» Exercise 1: Please reproduce the passage about Ed Lazowska from "From 2008 to" up to and including "P. Sloan Foundation.".
» Exercise 2: In the passage about Ed Lazowska, name every area of kernel and system design in which he co-developed widely used approaches.

Edward D. "Ed" Lazowska is an American computer scientist. He is a Professor, and the Bill & Melinda Gates Chair emeritus, in the Paul G. Allen School of Computer Science & Engineering at the University of Washington.

Scholarship
Lazowska’s research and teaching concern the design, implementation, and analysis of high-performance computing and communication systems, and, more recently, the techniques and technologies of data-intensive science.

He co-authored the definitive textbook on computer system performance analysis using queuing network models, contributed to several early object-oriented distributed systems, and co-developed widely used approaches to kernel and system design in areas such as thread management, high-performance local and remote communication, load sharing, cluster computing, and the effective use of the underlying architecture by the operating system.

From 2008 to 2017 he served as the Founding Director of the University of Washington eScience Institute, one of three partners (along with Berkeley and New York University) in the Data Science Environments effort sponsored by the Gordon and Betty Moore Foundation and the Alfred P. Sloan Foundation.

Entries from a pointing dataset

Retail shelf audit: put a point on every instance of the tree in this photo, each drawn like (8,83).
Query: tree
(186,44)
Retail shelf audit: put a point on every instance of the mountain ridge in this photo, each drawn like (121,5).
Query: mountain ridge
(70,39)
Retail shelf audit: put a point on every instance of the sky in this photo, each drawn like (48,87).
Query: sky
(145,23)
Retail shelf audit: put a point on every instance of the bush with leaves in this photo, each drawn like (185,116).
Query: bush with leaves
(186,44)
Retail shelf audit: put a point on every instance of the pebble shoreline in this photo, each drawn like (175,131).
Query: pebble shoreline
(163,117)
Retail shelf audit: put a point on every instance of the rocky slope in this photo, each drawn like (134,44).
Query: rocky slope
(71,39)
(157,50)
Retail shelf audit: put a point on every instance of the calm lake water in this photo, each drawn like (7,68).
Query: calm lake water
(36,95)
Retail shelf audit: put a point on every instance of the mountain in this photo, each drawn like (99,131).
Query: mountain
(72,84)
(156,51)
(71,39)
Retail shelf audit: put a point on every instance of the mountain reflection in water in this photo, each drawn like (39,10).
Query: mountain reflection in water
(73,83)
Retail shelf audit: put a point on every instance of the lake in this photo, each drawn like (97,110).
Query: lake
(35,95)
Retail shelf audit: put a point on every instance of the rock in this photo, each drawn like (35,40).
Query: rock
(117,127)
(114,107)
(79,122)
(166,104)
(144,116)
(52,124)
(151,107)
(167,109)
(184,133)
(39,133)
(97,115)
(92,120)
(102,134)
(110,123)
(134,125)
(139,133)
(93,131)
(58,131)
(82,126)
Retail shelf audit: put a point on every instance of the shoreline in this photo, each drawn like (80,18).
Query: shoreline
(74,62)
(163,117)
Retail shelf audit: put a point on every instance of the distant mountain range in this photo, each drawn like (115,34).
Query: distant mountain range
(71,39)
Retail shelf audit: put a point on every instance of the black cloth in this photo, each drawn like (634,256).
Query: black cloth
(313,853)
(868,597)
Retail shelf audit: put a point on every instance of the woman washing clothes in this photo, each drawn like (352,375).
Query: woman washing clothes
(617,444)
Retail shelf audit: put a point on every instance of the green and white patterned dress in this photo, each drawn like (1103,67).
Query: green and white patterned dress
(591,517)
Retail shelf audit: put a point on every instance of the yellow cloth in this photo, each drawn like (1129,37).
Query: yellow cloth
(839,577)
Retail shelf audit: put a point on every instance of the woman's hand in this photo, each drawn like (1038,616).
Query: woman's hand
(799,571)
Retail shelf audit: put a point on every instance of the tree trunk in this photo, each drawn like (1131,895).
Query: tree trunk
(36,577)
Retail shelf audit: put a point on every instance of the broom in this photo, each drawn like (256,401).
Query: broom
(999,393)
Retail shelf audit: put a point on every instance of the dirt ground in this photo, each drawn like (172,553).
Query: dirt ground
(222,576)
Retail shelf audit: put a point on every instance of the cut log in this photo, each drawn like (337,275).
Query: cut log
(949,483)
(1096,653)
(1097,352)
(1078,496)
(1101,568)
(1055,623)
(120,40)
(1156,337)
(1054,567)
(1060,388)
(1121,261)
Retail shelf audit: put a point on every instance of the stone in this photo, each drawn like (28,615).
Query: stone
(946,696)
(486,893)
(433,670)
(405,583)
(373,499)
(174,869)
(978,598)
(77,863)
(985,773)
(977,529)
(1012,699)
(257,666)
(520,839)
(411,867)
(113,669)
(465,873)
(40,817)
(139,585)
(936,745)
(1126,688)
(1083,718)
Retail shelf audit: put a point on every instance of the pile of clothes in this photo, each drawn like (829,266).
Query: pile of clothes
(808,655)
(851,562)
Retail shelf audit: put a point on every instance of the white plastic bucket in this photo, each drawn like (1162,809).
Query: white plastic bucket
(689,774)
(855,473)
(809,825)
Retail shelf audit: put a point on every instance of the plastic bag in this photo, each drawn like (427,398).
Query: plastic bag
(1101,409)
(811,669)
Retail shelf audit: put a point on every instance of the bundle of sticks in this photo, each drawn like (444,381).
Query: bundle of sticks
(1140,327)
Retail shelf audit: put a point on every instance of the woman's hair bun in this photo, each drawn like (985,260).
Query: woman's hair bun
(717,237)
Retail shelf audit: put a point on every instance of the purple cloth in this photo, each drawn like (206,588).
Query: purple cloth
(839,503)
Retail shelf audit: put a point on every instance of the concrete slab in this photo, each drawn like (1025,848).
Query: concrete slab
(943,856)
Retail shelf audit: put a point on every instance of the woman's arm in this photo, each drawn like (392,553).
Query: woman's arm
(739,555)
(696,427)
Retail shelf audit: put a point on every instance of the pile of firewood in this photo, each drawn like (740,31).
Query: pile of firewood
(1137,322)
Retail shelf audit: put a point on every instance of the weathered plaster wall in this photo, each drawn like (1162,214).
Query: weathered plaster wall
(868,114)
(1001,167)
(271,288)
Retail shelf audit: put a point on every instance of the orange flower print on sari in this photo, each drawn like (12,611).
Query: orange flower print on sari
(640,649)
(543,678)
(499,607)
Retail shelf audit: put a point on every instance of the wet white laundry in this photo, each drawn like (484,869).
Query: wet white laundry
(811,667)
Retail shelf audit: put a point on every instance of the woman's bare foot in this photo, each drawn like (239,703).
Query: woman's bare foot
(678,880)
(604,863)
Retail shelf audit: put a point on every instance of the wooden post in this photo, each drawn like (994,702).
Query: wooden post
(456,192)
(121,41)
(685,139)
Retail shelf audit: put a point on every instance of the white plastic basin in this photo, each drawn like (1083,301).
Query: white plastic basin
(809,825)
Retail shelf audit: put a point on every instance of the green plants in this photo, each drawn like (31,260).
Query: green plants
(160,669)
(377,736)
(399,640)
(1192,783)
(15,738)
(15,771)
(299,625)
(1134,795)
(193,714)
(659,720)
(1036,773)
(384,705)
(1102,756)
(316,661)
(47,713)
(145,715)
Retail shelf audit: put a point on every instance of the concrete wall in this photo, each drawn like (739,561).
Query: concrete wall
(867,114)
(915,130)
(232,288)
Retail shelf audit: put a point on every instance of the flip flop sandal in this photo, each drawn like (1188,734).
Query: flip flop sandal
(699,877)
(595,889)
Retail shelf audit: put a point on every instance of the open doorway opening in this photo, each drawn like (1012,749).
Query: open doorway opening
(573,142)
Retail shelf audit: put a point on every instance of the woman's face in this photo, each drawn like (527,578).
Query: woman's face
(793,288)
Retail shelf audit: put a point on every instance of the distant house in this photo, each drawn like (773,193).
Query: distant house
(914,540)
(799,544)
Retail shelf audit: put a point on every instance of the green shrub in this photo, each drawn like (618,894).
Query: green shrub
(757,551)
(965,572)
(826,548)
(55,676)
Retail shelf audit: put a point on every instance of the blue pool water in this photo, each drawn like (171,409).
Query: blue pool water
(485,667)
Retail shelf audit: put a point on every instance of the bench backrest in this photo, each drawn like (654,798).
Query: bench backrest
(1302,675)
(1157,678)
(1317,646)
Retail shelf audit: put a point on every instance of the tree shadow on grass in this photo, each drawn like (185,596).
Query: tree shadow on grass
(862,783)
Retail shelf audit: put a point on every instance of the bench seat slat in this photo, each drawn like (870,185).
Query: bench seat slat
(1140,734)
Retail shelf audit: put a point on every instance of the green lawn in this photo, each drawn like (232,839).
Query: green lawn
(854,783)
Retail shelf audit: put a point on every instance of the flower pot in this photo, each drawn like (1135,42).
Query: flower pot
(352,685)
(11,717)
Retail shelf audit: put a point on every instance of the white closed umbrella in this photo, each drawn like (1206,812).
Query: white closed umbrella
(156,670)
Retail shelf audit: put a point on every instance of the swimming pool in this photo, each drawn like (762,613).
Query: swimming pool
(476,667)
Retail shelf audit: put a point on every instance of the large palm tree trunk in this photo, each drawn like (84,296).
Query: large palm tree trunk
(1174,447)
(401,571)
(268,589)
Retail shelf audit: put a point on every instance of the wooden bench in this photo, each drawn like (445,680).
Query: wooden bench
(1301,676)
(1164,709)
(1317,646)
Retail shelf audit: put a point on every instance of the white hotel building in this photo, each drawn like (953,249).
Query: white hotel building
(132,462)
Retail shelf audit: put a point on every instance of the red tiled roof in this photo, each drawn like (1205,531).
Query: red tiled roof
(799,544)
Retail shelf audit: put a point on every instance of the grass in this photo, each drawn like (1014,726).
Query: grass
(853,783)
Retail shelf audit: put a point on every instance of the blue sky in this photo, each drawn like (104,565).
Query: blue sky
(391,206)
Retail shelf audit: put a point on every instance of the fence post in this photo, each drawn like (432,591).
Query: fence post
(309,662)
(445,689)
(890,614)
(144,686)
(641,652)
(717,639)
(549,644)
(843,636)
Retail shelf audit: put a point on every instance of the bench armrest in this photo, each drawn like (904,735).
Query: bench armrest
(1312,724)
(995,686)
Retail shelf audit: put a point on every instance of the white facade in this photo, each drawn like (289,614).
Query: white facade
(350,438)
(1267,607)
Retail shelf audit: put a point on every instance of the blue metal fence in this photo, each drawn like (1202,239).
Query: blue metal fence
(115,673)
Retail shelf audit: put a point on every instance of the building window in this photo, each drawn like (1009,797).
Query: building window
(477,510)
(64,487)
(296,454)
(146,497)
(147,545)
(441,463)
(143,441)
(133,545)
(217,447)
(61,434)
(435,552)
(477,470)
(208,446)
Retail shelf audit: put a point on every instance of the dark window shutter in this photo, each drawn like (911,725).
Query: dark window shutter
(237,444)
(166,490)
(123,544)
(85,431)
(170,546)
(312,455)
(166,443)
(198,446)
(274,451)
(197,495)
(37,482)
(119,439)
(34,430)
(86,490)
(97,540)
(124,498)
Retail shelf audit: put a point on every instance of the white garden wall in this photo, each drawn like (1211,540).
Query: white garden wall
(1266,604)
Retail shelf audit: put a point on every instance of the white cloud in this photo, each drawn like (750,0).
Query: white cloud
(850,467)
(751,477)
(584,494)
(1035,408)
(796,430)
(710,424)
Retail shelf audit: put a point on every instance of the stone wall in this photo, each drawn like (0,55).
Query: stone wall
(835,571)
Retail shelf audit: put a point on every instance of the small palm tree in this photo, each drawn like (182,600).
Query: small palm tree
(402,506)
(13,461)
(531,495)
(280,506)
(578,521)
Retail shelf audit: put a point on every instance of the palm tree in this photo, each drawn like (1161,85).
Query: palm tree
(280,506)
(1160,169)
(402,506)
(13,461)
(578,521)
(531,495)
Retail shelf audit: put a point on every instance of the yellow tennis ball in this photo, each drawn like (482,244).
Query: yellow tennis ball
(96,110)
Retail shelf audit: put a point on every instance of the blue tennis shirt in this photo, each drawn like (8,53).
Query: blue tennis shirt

» Final answer 1:
From 2008 to 2017 he served as the Founding Director of the University of Washington eScience Institute, one of three partners (along with Berkeley and New York University) in the Data Science Environments effort sponsored by the Gordon and Betty Moore Foundation and the Alfred P. Sloan Foundation.

» Final answer 2:
- Thread management
- High-performance local and remote communication
- Load sharing
- Cluster computing
- The effective use of the underlying architecture by the operating system